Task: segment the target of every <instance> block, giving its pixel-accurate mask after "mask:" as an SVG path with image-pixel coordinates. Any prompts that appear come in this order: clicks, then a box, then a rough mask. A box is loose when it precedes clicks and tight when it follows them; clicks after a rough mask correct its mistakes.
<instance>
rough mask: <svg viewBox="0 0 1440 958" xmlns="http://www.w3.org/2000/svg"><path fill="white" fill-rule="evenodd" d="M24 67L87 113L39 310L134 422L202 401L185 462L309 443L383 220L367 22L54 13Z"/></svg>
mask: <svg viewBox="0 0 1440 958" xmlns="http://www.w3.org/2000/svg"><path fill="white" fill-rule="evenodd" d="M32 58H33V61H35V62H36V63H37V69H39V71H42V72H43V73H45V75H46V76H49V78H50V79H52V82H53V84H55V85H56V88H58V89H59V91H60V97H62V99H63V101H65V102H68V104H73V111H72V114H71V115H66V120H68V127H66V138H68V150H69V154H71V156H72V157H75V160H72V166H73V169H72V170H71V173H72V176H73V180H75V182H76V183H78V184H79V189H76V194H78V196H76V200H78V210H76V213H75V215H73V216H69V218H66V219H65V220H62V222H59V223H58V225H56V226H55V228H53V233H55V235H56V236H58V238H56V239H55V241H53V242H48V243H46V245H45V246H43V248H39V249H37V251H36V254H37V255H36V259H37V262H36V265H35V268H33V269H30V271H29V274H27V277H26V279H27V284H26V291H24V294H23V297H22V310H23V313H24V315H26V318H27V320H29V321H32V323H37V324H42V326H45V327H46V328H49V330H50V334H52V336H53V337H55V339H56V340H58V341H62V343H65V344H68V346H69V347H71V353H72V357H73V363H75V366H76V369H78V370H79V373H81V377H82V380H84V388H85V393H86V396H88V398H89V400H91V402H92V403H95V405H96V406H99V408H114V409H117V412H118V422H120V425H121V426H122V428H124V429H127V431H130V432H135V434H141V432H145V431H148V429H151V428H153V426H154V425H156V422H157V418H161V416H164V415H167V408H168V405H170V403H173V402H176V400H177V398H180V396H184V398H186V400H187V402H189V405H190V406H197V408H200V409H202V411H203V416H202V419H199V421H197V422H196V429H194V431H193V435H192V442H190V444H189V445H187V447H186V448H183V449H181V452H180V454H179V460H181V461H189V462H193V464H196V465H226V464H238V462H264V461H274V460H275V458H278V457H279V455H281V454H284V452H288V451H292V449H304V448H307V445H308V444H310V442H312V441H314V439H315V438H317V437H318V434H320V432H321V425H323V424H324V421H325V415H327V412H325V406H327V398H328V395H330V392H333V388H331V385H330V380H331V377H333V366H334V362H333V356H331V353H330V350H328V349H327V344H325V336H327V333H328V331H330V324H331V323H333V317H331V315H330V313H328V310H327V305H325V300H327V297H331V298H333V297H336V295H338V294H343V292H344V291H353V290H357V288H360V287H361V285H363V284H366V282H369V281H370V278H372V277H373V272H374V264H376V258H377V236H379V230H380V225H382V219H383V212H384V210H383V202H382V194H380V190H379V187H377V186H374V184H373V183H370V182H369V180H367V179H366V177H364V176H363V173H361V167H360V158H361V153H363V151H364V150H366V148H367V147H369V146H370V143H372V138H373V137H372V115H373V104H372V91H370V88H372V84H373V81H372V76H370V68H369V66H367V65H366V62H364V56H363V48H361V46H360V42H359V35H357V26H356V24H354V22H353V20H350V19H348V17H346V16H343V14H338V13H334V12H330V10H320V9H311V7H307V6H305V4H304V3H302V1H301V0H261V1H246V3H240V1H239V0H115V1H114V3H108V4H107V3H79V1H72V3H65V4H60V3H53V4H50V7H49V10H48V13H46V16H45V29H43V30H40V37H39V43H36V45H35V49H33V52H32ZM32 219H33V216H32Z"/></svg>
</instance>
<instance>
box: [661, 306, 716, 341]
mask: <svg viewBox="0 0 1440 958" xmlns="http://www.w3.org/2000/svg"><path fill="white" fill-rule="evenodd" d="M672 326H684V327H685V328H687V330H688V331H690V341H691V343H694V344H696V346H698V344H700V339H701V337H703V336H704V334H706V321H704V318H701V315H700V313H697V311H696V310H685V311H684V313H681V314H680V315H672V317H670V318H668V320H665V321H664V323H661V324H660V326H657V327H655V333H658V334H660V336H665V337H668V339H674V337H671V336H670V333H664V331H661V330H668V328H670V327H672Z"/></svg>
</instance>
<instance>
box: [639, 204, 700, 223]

════

Work required –
Output all of the material exactly.

Response area –
Task: segment the target of every <instance> block, giving its pixel-accurate mask after "mask:" as an SVG path with image-pixel coordinates. Any prompts that appear come in this order: clicks, then a box, then a rough mask. A box is loose when it precedes clicks and tight when it follows them; clicks after a rough mask correct its mistakes.
<instance>
rough mask: <svg viewBox="0 0 1440 958" xmlns="http://www.w3.org/2000/svg"><path fill="white" fill-rule="evenodd" d="M24 67L87 113L39 310L134 422L202 401L185 462L309 443L383 220L367 22L54 13Z"/></svg>
mask: <svg viewBox="0 0 1440 958" xmlns="http://www.w3.org/2000/svg"><path fill="white" fill-rule="evenodd" d="M32 58H33V61H35V62H36V63H37V69H39V71H42V72H43V73H45V75H46V76H49V78H50V79H52V82H53V84H55V85H56V88H58V89H59V91H60V97H62V99H63V101H65V102H68V104H73V111H72V114H71V115H66V120H68V127H66V138H68V150H69V154H71V156H72V157H75V160H72V166H73V169H72V170H71V173H72V176H73V180H75V182H76V183H78V184H79V189H76V194H78V196H76V200H78V210H76V213H75V215H73V216H69V218H66V219H65V220H62V222H59V223H58V225H56V226H55V228H53V233H55V235H56V236H58V238H56V239H55V241H53V242H48V243H46V245H45V246H43V248H39V249H37V251H36V254H37V255H36V259H37V262H36V265H35V268H33V269H30V271H29V274H27V277H26V279H27V284H26V291H24V294H23V297H22V310H23V313H24V315H26V318H27V320H29V321H32V323H37V324H42V326H45V327H46V328H49V330H50V334H52V336H53V337H55V339H56V340H58V341H62V343H65V344H68V346H69V347H71V353H72V357H73V363H75V366H76V369H78V370H79V373H81V377H82V380H84V388H85V393H86V396H88V398H89V400H91V402H92V403H95V405H96V406H99V408H114V409H117V412H118V422H120V425H121V426H122V428H124V429H127V431H130V432H135V434H141V432H145V431H148V429H151V428H153V426H154V425H156V422H157V418H161V416H164V415H167V408H168V405H170V403H173V402H176V400H177V398H180V396H184V398H186V400H187V402H189V405H190V406H197V408H200V409H202V411H203V416H202V419H199V421H197V422H196V429H194V431H193V435H192V442H190V444H189V445H187V447H186V448H183V449H181V452H180V454H179V460H181V461H189V462H193V464H196V465H226V464H238V462H264V461H274V460H275V458H278V457H279V455H281V454H284V452H288V451H292V449H304V448H307V445H308V444H310V442H312V441H314V439H315V438H317V437H318V434H320V432H321V425H323V424H324V421H325V415H327V412H325V406H327V398H328V395H330V392H333V388H331V385H330V380H331V377H333V366H334V362H333V356H331V353H330V350H328V349H327V344H325V336H327V333H328V331H330V324H331V323H333V317H331V315H330V313H328V310H327V305H325V300H327V297H331V298H333V297H336V295H338V294H343V292H344V291H353V290H357V288H360V287H361V285H363V284H366V282H369V281H370V278H372V277H373V272H374V264H376V258H377V236H379V230H380V225H382V219H383V212H384V210H383V202H382V194H380V190H379V187H377V186H374V184H373V183H370V182H369V180H367V179H366V177H364V176H363V173H361V167H360V158H361V153H363V151H364V150H366V148H367V147H369V146H370V143H372V138H373V137H372V115H373V104H372V91H370V88H372V84H373V81H372V76H370V68H369V66H367V65H366V62H364V56H363V48H361V46H360V42H359V35H357V26H356V24H354V22H353V20H350V19H348V17H346V16H343V14H338V13H334V12H330V10H320V9H311V7H307V6H305V4H304V3H302V1H301V0H261V1H246V3H240V1H239V0H115V1H114V3H108V4H107V3H79V1H72V3H65V4H60V3H53V4H50V7H49V10H48V13H46V16H45V29H43V30H40V37H39V43H36V45H35V49H33V52H32ZM32 219H33V216H32Z"/></svg>
</instance>
<instance>
box: [661, 306, 716, 341]
mask: <svg viewBox="0 0 1440 958" xmlns="http://www.w3.org/2000/svg"><path fill="white" fill-rule="evenodd" d="M672 326H684V327H685V328H687V330H688V331H690V341H691V343H694V344H696V346H698V344H700V339H701V337H703V336H704V334H706V321H704V318H701V315H700V313H697V311H696V310H685V311H684V313H681V314H680V315H672V317H670V318H668V320H665V321H664V323H661V324H660V326H657V327H655V333H658V334H660V336H665V337H668V339H674V337H671V336H670V333H664V331H661V330H668V328H670V327H672Z"/></svg>
</instance>
<instance>
box: [639, 204, 700, 223]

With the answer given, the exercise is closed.